BRIEF ▸
Please rewrite every line of the records below as a Markdown table with two columns, Row and Line, numbering the rows in order and leaving out blank lines.

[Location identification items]
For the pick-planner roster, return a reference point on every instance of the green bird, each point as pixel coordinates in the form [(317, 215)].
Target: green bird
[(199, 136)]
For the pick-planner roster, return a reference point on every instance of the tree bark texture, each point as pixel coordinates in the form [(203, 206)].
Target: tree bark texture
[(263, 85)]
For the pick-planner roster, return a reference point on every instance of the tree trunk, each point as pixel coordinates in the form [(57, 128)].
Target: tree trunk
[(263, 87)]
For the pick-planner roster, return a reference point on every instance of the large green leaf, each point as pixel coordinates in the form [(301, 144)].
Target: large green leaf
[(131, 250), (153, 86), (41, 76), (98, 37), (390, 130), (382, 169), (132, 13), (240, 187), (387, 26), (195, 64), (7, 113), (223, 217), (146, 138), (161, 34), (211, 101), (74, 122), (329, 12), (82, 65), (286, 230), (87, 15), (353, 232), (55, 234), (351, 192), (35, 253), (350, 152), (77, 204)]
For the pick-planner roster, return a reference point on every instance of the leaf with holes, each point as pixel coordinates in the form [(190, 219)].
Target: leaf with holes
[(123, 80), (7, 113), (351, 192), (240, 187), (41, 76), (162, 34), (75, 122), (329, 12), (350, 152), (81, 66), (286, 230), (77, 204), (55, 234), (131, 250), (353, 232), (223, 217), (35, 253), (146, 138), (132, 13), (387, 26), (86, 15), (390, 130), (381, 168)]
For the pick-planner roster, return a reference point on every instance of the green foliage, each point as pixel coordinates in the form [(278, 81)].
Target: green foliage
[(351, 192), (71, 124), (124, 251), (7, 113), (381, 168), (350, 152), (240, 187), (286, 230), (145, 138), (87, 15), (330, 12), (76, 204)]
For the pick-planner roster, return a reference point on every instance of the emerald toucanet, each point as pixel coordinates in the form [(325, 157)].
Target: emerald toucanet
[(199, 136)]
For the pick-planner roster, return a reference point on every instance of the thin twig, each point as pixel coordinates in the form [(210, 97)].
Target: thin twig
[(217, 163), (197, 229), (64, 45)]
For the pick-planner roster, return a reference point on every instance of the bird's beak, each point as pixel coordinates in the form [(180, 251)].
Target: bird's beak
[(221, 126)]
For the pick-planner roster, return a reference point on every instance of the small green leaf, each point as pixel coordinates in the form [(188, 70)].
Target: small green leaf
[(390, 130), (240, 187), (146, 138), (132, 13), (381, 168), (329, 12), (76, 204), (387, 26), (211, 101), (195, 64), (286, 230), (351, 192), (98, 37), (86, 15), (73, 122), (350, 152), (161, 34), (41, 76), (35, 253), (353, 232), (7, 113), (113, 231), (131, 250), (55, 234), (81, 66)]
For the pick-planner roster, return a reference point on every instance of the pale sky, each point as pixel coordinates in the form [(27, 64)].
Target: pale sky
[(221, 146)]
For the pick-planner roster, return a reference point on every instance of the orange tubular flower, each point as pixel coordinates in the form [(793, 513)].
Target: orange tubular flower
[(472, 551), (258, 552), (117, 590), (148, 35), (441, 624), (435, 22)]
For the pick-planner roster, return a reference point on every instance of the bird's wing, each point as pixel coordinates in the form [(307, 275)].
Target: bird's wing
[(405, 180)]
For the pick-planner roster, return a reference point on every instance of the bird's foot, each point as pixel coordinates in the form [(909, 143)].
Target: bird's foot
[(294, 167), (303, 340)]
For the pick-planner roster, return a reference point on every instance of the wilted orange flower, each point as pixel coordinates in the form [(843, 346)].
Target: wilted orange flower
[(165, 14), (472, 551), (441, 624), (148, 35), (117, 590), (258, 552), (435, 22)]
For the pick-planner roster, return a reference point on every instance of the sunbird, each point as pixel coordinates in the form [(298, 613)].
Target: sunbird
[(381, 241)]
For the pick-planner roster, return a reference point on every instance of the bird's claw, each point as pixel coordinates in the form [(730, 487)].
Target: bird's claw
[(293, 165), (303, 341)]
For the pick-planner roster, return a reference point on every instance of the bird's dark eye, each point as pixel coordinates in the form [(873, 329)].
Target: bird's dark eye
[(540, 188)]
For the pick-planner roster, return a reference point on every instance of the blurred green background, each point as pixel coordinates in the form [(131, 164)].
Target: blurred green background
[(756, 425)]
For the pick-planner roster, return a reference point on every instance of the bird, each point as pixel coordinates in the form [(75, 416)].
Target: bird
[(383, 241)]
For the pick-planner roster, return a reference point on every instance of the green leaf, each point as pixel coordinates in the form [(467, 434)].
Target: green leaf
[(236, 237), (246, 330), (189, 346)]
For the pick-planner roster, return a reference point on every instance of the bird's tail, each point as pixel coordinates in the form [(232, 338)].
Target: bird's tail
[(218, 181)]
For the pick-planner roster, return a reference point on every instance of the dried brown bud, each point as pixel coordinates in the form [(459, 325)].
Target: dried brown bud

RESULT FOR THIS TASK ▸
| Row | Line |
|---|---|
| 1 | For the pick-planner roster, return a reference point on every instance of the green bird, each point as pixel coordinates in the form [(317, 215)]. |
| 2 | Target: green bird |
| 3 | [(199, 136)] |
| 4 | For the pick-planner roster, return a reference point on every instance of the tree bark texture, each point as pixel coordinates in the form [(203, 206)]. |
| 5 | Target: tree bark texture |
| 6 | [(263, 85)] |
| 7 | For the pick-planner roster, return a reference point on every instance of the tree trunk, each point as pixel coordinates in the form [(57, 128)]. |
| 8 | Target: tree trunk |
| 9 | [(263, 87)] |
| 10 | For the pick-planner roster, return a reference point on every instance of the large green leaf, each point as pixel coordinates in the form [(301, 144)]. |
| 11 | Target: large green leaf |
| 12 | [(131, 250), (153, 86), (41, 76), (98, 37), (390, 130), (382, 169), (132, 13), (240, 187), (387, 26), (195, 64), (7, 113), (223, 217), (146, 138), (161, 34), (211, 101), (74, 122), (329, 12), (82, 65), (286, 230), (87, 15), (353, 232), (55, 234), (351, 192), (35, 253), (350, 152), (77, 204)] |
| 13 | For the pick-planner roster, return a reference point on every instance of the leaf with holes, each point as pixel coordinates in the form [(190, 219)]. |
| 14 | Target: leaf with holes |
| 15 | [(123, 80), (7, 113), (351, 192), (240, 187), (41, 76), (162, 34), (75, 122), (329, 12), (350, 152), (81, 66), (286, 230), (77, 204), (55, 234), (131, 250), (353, 232), (223, 217), (35, 253), (146, 138), (132, 13), (387, 26), (86, 15), (390, 130), (381, 168)] |
| 16 | For the pick-planner roster, return a reference point on every instance of the green foliage, each point as pixel coordinates in the form [(278, 81)]. |
| 17 | Target: green foliage |
| 18 | [(351, 192), (71, 124), (124, 251), (7, 113), (381, 168), (350, 152), (240, 187), (286, 230), (145, 138), (87, 15), (330, 12), (76, 204)] |
| 19 | For the pick-planner roster, return a reference point on every instance of the emerald toucanet, each point as pixel coordinates in the form [(325, 157)]. |
| 20 | Target: emerald toucanet |
| 21 | [(199, 136)] |
| 22 | For the pick-planner roster, return a reference point on every instance of the thin twig, each point as pixel coordinates in the form [(210, 97)]. |
| 23 | Target: thin twig |
| 24 | [(217, 163), (197, 229), (64, 45)] |
| 25 | For the pick-planner roster, return a reference point on every instance of the bird's beak, each point as pixel coordinates in the form [(180, 251)]. |
| 26 | Target: bird's beak |
| 27 | [(221, 126)] |
| 28 | For the pick-planner roster, return a reference point on every instance of the small green leaf, each point as pixel coordinates in the form [(188, 70)]. |
| 29 | Target: small green leaf |
| 30 | [(390, 130), (240, 187), (146, 138), (132, 13), (381, 168), (329, 12), (76, 204), (387, 26), (211, 101), (195, 64), (286, 230), (351, 192), (98, 37), (86, 15), (73, 122), (350, 152), (161, 34), (41, 76), (35, 253), (353, 232), (7, 113), (113, 231), (131, 250), (55, 234), (81, 66)] |
| 31 | For the pick-planner roster, return a reference point on every instance of the pale sky, each point as pixel coordinates in the form [(27, 64)]. |
| 32 | Target: pale sky |
| 33 | [(221, 146)] |
| 34 | For the pick-planner roster, return a reference point on every instance of the orange tubular flower, each point as pixel coordinates in the form [(793, 513)]. |
| 35 | Target: orange tubular flower |
| 36 | [(472, 551), (258, 552), (117, 590), (148, 35), (441, 624), (435, 22)] |
| 37 | For the pick-planner roster, return a reference point on every instance of the bird's wing, each point as pixel coordinates in the form [(307, 275)]. |
| 38 | Target: bird's wing |
| 39 | [(405, 180)] |
| 40 | For the pick-planner roster, return a reference point on every instance of the bird's foot, each point as pixel coordinates in the form [(909, 143)]. |
| 41 | Target: bird's foot |
| 42 | [(294, 167), (303, 340)] |
| 43 | For the pick-planner roster, return a reference point on every instance of the wilted orange flower, each point as pixel coordinates in the form [(843, 346)]. |
| 44 | Target: wilted orange flower |
| 45 | [(165, 14), (472, 551), (441, 624), (148, 35), (117, 590), (258, 552), (435, 22)] |
| 46 | For the pick-planner roster, return a reference point on every instance of the sunbird, each point as pixel coordinates in the form [(298, 613)]. |
| 47 | Target: sunbird |
| 48 | [(381, 241)] |
| 49 | For the pick-planner roster, return a reference point on every instance of the bird's claw, each point as pixel coordinates in the form [(730, 487)]. |
| 50 | Target: bird's claw |
| 51 | [(293, 165), (303, 341)] |
| 52 | For the pick-planner roster, return a reference point on every instance of the bird's dark eye, each point as pixel coordinates in the form [(873, 329)]. |
| 53 | Target: bird's dark eye |
| 54 | [(540, 188)] |
| 55 | For the pick-planner roster, return a reference point on every instance of the blurred green background, each point as pixel coordinates in the form [(131, 164)]. |
| 56 | Target: blurred green background |
| 57 | [(756, 425)] |
| 58 | For the pick-planner roster, return a reference point on every instance of the bird, each point as pixel coordinates in the form [(75, 416)]. |
| 59 | Target: bird |
| 60 | [(383, 241)] |
| 61 | For the pick-planner roster, return a reference point on every instance of the green leaf, each point as pixel coordinates in the form [(467, 434)]. |
| 62 | Target: green leaf |
| 63 | [(236, 237), (246, 330), (189, 346)] |
| 64 | For the pick-planner roster, return a reference point on every instance of the bird's tail, each point as pixel coordinates in the form [(232, 338)]. |
| 65 | Target: bird's tail |
| 66 | [(218, 181)] |
| 67 | For the pick-planner roster, return a reference point on every instance of the dried brown bud, each point as pixel coordinates in the form [(459, 325)]. |
| 68 | Target: dried brown bud |